● **Listed entries**

** START **

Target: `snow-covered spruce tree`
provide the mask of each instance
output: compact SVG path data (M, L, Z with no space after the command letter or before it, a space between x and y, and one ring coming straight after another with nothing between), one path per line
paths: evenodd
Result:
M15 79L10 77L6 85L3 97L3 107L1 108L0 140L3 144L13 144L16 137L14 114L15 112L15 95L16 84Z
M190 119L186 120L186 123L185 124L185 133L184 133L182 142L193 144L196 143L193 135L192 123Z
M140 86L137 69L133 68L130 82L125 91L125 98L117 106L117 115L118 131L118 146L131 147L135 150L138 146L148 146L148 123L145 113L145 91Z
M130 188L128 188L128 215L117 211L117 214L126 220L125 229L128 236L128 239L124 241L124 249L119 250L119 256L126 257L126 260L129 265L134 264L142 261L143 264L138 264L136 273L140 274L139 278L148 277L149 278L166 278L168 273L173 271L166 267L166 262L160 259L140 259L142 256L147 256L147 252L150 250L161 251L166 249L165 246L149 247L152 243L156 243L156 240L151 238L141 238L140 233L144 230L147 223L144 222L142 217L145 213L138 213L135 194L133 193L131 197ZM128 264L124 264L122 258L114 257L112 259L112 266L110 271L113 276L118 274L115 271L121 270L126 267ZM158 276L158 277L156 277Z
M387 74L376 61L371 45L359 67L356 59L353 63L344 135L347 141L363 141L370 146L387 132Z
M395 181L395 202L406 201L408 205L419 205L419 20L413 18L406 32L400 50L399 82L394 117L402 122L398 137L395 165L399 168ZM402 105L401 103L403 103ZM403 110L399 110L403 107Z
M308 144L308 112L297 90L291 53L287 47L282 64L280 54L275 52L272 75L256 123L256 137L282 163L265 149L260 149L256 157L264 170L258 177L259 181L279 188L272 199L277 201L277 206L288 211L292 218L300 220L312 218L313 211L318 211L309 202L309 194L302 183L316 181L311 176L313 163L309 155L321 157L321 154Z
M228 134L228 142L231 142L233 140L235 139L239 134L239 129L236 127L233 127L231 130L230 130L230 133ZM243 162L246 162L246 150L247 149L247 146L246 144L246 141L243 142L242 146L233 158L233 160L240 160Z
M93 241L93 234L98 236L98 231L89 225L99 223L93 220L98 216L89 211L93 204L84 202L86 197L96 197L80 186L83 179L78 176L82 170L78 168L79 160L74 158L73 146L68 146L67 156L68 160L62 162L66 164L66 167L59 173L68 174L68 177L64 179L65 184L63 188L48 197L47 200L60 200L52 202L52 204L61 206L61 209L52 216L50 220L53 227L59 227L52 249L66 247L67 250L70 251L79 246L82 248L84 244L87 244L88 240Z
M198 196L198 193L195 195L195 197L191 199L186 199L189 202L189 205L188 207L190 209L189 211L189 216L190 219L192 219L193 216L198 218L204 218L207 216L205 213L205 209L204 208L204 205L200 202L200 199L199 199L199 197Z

** END **

● **What the task asks**
Reproduce all of the entries above verbatim, line by line.

● **Output for this exercise**
Target: `snow-covered spruce tree`
provide the mask of each instance
output: compact SVG path data (M, L, Z with no space after the command letter or before it, a space between x and y, and one ring coming straight after another with nothing between), one path per line
paths: evenodd
Result:
M15 79L10 77L6 85L3 97L3 107L1 108L0 140L3 144L13 144L16 137L14 114L15 112L15 95L16 84Z
M190 119L186 120L186 123L185 124L185 133L184 133L182 142L193 144L196 143L193 135L192 123Z
M140 86L137 69L133 68L130 82L125 91L125 98L117 106L117 115L118 131L118 146L131 147L135 150L138 146L148 146L148 123L145 113L145 91Z
M130 188L128 188L128 215L117 211L117 214L126 220L125 229L128 236L128 239L124 241L124 249L119 250L119 256L126 257L126 260L129 265L134 264L142 261L143 264L138 264L136 273L140 274L139 278L148 277L149 278L166 278L168 273L173 271L166 267L166 262L160 259L140 259L142 256L147 256L147 252L150 250L161 251L166 249L165 246L149 247L152 243L156 243L156 240L151 238L141 238L140 233L144 230L147 223L144 222L142 217L145 213L138 213L135 194L133 193L131 197ZM128 264L124 264L122 258L114 257L112 259L112 266L110 271L113 276L118 274L115 271L121 270L126 267ZM158 276L158 277L156 277Z
M387 74L376 61L371 45L359 67L356 59L353 63L344 135L347 141L363 141L370 146L387 132Z
M395 181L395 202L406 201L408 205L419 205L419 20L413 18L406 32L400 50L399 82L394 117L402 122L398 137L395 165L399 168ZM402 105L401 103L403 103ZM403 110L399 110L403 107Z
M308 144L308 112L297 90L291 53L287 47L282 64L280 54L275 52L272 75L256 123L256 137L282 163L265 149L260 149L256 157L264 170L258 177L259 181L279 188L272 199L277 201L277 206L288 211L292 218L300 220L312 218L313 211L318 211L309 202L309 194L302 183L316 181L311 176L313 163L309 155L321 157L321 154Z
M228 134L228 142L231 142L233 140L235 139L239 134L239 129L236 127L233 127L231 130L230 130L230 133ZM243 162L246 162L246 150L247 149L247 146L246 144L246 141L243 142L242 146L233 158L233 160L240 160Z
M93 241L93 234L98 236L98 231L89 225L99 223L93 220L98 216L89 211L93 204L84 202L86 197L96 197L80 186L83 179L78 176L82 170L78 168L79 160L74 158L73 146L68 146L67 156L68 160L62 162L66 164L66 167L59 173L68 174L68 177L64 179L65 184L63 188L48 197L47 200L60 200L52 202L52 204L61 206L61 209L52 216L50 220L53 227L59 227L52 249L66 247L67 250L70 251L79 246L82 248L84 244L87 244L88 240Z
M198 196L198 193L195 195L195 197L191 199L186 199L189 202L189 205L188 207L190 209L189 211L189 216L190 219L192 219L193 216L198 218L204 218L207 216L205 213L205 209L204 208L204 205L200 202L200 199L199 199L199 197Z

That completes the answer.